◆ **WHAT IS EXPECTED**
Type out the records that follow, exactly as given.

· · · · · · ·

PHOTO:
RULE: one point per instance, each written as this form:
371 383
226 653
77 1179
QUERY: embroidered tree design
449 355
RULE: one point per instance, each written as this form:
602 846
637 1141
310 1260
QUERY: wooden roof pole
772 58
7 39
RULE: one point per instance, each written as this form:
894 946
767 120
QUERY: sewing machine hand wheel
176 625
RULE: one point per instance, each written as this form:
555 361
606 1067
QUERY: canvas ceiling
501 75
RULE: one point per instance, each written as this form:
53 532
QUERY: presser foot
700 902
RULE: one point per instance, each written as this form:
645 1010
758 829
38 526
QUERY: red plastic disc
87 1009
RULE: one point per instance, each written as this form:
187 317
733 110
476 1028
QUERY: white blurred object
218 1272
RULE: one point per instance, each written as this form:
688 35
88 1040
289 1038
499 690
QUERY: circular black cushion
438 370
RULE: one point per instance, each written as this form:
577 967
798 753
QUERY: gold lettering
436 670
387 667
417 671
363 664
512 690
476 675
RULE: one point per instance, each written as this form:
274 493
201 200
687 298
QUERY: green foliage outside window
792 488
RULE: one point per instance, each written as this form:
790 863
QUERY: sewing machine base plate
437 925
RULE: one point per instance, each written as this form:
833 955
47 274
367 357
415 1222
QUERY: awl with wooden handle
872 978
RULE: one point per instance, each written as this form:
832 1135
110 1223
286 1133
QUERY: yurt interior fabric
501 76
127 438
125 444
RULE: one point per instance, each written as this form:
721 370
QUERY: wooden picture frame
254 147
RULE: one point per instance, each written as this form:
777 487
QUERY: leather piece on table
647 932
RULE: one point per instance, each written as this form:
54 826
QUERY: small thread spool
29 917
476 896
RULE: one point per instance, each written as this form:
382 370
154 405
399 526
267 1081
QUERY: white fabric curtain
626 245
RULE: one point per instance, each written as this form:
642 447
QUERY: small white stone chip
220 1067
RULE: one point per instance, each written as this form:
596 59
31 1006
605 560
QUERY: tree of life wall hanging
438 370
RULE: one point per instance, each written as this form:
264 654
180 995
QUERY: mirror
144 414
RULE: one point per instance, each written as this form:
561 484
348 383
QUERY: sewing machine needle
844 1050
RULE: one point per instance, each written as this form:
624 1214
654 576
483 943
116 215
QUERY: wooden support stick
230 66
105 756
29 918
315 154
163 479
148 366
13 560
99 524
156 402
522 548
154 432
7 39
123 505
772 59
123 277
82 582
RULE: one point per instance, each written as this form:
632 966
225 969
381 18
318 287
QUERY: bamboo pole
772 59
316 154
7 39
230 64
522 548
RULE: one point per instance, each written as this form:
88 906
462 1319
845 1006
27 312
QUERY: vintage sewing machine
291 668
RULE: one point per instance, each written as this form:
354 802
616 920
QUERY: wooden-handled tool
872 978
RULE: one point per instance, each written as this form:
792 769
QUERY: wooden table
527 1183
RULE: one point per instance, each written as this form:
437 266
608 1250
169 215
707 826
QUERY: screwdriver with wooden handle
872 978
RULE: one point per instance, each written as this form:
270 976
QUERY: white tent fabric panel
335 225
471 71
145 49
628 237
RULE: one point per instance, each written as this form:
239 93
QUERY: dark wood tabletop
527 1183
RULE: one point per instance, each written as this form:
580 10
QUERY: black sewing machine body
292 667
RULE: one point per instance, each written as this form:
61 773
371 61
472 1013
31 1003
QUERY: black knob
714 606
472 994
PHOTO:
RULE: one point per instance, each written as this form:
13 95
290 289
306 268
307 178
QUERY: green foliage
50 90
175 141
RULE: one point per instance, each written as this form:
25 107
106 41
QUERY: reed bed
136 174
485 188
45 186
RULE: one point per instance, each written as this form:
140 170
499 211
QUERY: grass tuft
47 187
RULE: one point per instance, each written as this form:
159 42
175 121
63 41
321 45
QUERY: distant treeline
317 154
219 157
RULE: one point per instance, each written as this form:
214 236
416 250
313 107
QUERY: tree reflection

· · · · · · ·

◆ **FULL RESPONSE**
PHOTO:
RULE: one point per instance, each written as this form:
371 383
226 653
77 1179
QUERY: embroidered tree design
449 355
RULE: one point per instance, each written as this form:
602 846
637 1141
310 1260
QUERY: wooden roof pole
772 58
7 39
RULE: one point per instance, each written as this form:
894 946
767 120
QUERY: sewing machine hand wheel
176 625
RULE: one point per instance, each written as this form:
555 361
606 1067
QUERY: canvas ceiling
501 75
RULE: one point per instance, each written as this form:
53 532
QUERY: presser foot
700 902
RULE: one point per instance, each written as this form:
645 1010
758 829
38 526
QUERY: red plastic disc
87 1009
RULE: one point per instance, each written as this form:
187 317
733 110
476 1028
QUERY: white blurred object
218 1272
RULE: one point per instance, each written as this form:
688 35
88 1040
289 1038
499 690
QUERY: circular black cushion
438 370
RULE: one point per instance, each written as this form:
577 967
798 753
QUERY: gold lettering
436 670
387 667
417 671
363 664
512 690
476 675
RULE: one point per instance, each written as this form:
274 493
201 200
687 298
QUERY: green foliage outside window
792 488
RULE: one point per instance, each written as this form:
790 863
QUERY: sewing machine base plate
437 925
RULE: one point per instance, each written as this form:
833 955
47 274
367 357
415 1222
QUERY: awl with wooden handle
872 978
RULE: one point per instance, each written as this form:
832 1135
110 1223
286 1133
QUERY: yurt interior fabric
501 76
127 438
125 444
RULE: one point per instance, each written as this form:
721 370
QUERY: wooden picture frame
254 147
RULE: one point per instance, each written as this form:
777 487
QUERY: leather piece on table
647 932
RULE: one point per instance, each written as this form:
54 826
QUERY: small thread spool
29 917
476 896
RULE: one point per instance, each written as this form:
382 370
154 405
399 526
267 1081
QUERY: white fabric curtain
626 245
RULE: one point per instance, each written as this form:
642 447
QUERY: small white stone chip
220 1067
RULE: one point per instance, each written as this form:
596 59
31 1006
605 560
QUERY: tree of life wall hanging
438 370
RULE: one point per instance, each written as this form:
264 654
180 995
QUERY: mirror
144 414
RULE: one point per instance, each written as this form:
561 484
348 383
QUERY: sewing machine needle
844 1050
RULE: one point per instance, each written as this form:
624 1214
654 576
483 943
116 215
QUERY: wooden support stick
230 66
105 756
29 918
315 154
163 479
148 366
13 560
99 524
156 402
522 548
154 432
7 39
123 505
772 59
123 277
82 582
RULE: one point per instance, each written as this form:
632 966
225 969
381 18
318 287
QUERY: bamboo pole
772 59
316 154
7 39
230 64
522 548
RULE: one point per instance, each written as this form:
88 906
462 1319
845 1006
27 312
QUERY: vintage sewing machine
291 668
RULE: one point per instance, each written as this form:
354 802
616 920
QUERY: wooden-handled tool
872 978
RULE: one point per instance, each written as this form:
792 769
QUERY: wooden table
527 1183
RULE: one point per instance, each written as this form:
437 266
608 1250
169 215
707 826
QUERY: screwdriver with wooden handle
872 978
RULE: one point per instance, each written as this form:
270 976
QUERY: white tent fabric panel
335 225
471 71
145 49
628 237
RULE: one point per instance, each written as this form:
239 93
QUERY: dark wood tabletop
527 1183
RULE: one point per instance, each written as this form:
580 10
QUERY: black sewing machine body
292 667
RULE: one point per instance, each written as this form:
61 773
371 61
472 1013
31 1003
QUERY: black knob
714 606
472 994
PHOTO:
RULE: one point per instance, each written as this form:
13 95
290 289
306 268
307 178
QUERY: green foliage
50 90
175 141
RULE: one point per instance, each written as this form:
25 107
106 41
QUERY: reed bed
136 174
485 188
45 186
RULE: one point per instance, each written as this form:
140 170
499 211
QUERY: grass tuft
47 187
RULE: one point per instance, each written as this form:
159 42
175 121
63 41
321 45
QUERY: distant treeline
317 154
219 157
RULE: one point per instance, each written as this form:
214 236
416 250
313 107
QUERY: tree reflection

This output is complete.